Summary of Non-Employee Director and Named Executive Officer Compensation Arrangements

    Director Compensation

        The following table sets forth current rates of cash compensation for non-employee directors:

Annual Retainer:      
  Chairman   $ 75,000
  Non-employee directors other than Chairman   $ 24,000

Committee Chair Annual Retainer:

 

 

 
  Audit Committee   $ 12,000
  Compensation Committee   $ 6,000
  Nominating and Governance Committee   $ 6,000

Board Meeting Attendance Fees

 

$

1,500

Committee Meeting Attendance Fees

 

$

1,500

        In addition to cash compensation, under the terms of our Stock Appreciation Rights and Restricted Stock Plan, non-employee directors receive an annual award of restricted shares of Cascade totaling $60,000 in value following each annual meeting of shareholders. Twenty-five percent of the restricted shares vest and become free of all restrictions after one year and an additional 25% vest following each year of director service thereafter.

        Non-employee directors are also reimbursed for travel and other expenses attendant to membership on the Board of Directors.

    Executive Compensation

        Base Salary.    All of Cascade's named executive officers are at-will employees whose compensation and employment status may be changed at any time by the Board of Directors. Base salary increases are determined annually by the Board of Directors and become effective on February 1 of each year. The following table sets forth the current base salaries of Cascade's executive officers and their titles as of the date of filing of Cascade's Form 10-K:

Named Executive Officer
  Fiscal 2009
Base Salary

Robert C. Warren, Jr., President and Chief Executive Officer   $ 540,000
Richard S. Anderson, Senior Vice President and Chief Financial Officer     300,000
Gregory S. Anderson, Senior Vice President-Human Resources(1)     200,000
Joseph G. Pointer, Vice President-Finance     206,000
Jeffrey K. Nickoloff, Vice President-Corporate Manufacturing     186,000

(1)
Mr. Anderson will retire effective June 30, 2008. See additional discussion under "Retirement Agreement-G.S. Anderson" below.

        Annual Incentive.    The named executive officers are also eligible to receive a cash incentive payment following the end of each fiscal year under an executive incentive plan approved by Cascade's



Board of Directors. Fiscal 2008 cash incentive payments approved for the executive officers are shown in the following table:

Named Executive Officer
  Fiscal 2008 Incentive
Robert C. Warren, Jr., President and Chief Executive Officer   $ 616,000
Richard S. Anderson, Senior Vice President and Chief Financial Officer     309,000
Gregory S. Anderson, Senior Vice President-Human Resources     201,000
Joseph G. Pointer, Vice President-Finance     201,000
Jeffrey K. Nickoloff, Vice President-Corporate Manufacturing     164,000

        Annual executive cash incentive payments are structured to encourage the building of shareholder value by maximizing Cascade's pre-tax income. The incentive payments of the executives named above were made under an executive incentive plan for the fiscal year ended January 31, 2008, under which the executives were eligible to receive a specified percentage (depending on position) of pre-tax income before non-recurring items, incentive payments and certain other expenses ("AIBT") if AIBT exceeded $50 million. The percentage of AIBT each executive was entitled to receive increased if AIBT exceeded $70 million, and increased again if AIBT exceeded $80 million. Annual incentive payments for each executive were limited to a maximum award amount if AIBT exceeded $88 million. AIBT for fiscal 2008 was $80.3 million.

####################

=== Set tasks ===
1. Answer these from the compensation summary:
(a) What is the annual retainer for the Chairman?
(b) On what date do base salary increases take effect each year?
(c) What was AIBT for fiscal 2008?
2. Reproduce the stretch of the compensation summary from "In addition to" through "on the Board of Directors.", copying it character for character.
3. Carry on the compensation summary from the point where it ends.
The material that follows has no connection to the compensation summary above.

=== Data lines ===

####################

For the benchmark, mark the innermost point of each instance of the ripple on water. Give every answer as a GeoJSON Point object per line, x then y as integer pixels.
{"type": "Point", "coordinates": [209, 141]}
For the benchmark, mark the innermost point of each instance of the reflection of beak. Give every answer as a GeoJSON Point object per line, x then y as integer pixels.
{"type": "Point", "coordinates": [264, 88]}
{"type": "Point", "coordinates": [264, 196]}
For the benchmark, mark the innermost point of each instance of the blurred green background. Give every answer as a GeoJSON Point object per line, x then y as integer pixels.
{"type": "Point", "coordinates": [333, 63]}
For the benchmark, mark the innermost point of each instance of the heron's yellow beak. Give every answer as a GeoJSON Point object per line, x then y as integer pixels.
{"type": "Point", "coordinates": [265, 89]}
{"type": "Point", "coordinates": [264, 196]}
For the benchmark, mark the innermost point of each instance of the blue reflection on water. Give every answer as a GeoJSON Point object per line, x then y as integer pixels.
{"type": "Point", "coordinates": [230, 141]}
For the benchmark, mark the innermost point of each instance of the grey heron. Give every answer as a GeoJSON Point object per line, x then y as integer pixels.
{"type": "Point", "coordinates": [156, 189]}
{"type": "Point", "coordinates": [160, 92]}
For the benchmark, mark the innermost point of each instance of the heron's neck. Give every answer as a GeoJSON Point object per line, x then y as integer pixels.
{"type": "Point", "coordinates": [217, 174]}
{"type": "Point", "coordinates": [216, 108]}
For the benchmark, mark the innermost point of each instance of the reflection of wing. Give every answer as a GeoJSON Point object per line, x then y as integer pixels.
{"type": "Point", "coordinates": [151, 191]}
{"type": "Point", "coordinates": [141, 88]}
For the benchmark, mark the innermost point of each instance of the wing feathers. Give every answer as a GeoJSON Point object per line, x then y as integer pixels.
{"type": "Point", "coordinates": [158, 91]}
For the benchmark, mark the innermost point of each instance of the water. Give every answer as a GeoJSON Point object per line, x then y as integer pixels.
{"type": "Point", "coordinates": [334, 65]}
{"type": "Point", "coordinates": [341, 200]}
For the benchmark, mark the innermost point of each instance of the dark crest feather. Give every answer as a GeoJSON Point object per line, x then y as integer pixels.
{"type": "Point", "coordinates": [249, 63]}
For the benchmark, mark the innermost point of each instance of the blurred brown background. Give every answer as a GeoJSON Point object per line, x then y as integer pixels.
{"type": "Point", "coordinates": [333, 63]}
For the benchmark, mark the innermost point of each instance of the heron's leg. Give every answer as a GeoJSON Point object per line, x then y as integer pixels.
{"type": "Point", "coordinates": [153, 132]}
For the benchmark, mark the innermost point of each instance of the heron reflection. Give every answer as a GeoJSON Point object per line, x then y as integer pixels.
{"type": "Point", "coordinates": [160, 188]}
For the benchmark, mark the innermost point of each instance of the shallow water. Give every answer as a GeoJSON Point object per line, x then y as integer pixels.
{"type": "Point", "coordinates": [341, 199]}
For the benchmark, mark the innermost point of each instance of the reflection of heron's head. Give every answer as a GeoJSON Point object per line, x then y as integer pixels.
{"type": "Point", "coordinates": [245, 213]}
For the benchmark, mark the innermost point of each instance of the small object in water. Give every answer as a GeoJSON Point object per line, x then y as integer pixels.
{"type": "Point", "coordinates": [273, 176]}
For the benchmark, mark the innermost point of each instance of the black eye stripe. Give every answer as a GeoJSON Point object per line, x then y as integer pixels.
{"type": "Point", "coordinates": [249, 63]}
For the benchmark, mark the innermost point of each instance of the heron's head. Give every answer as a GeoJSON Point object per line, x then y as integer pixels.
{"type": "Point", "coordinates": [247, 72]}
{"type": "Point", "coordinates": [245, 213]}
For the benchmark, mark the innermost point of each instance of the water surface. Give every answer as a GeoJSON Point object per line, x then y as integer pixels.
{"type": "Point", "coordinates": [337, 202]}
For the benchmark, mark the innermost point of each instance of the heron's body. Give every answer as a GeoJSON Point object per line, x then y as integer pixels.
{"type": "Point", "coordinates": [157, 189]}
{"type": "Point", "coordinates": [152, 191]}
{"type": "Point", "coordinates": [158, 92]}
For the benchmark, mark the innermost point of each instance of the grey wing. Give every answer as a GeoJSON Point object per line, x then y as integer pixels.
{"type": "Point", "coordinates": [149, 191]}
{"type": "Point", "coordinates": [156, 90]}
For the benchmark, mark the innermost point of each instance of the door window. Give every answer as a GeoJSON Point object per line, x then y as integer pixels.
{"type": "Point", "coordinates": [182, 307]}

####################

=== Answers to the exercises ===
1.
(a) $75,000
(b) February 1
(c) $80.3 million

2.
In addition to cash compensation, under the terms of our Stock Appreciation Rights and Restricted Stock Plan, non-employee directors receive an annual award of restricted shares of Cascade totaling $60,000 in value following each annual meeting of shareholders. Twenty-five percent of the restricted shares vest and become free of all restrictions after one year and an additional 25% vest following each year of director service thereafter.

        Non-employee directors are also reimbursed for travel and other expenses attendant to membership on the Board of Directors.

3.
        Under an executive cash incentive plan for the fiscal year ended January 31, 2009, the executives are eligible to receive a specified percentage of AIBT if AIBT exceeds $55 million. The percentage of IBT each executive is entitled to receive increases if AIBT exceeds $65 million, and increases again if AIBT exceeds $82 million. Annual incentive payments for each executive are limited to a maximum award amount if AIBT exceeds $88 million.

        Long-term Incentive.    The third component of executive compensation for Cascade's executive officers is long-term incentive awards. Long-term incentive awards granted in fiscal 2008 consisted of awards of stock appreciation rights and restricted stock under our Stock Appreciation Rights and Restricted Stock Plan. The stock appreciation rights were granted with an exercise price equal to the fair market value of Cascade's common stock on the date of the award, have a term of 10 years and become exercisable ratably over four years. Restricted stock was granted with a three year vesting period.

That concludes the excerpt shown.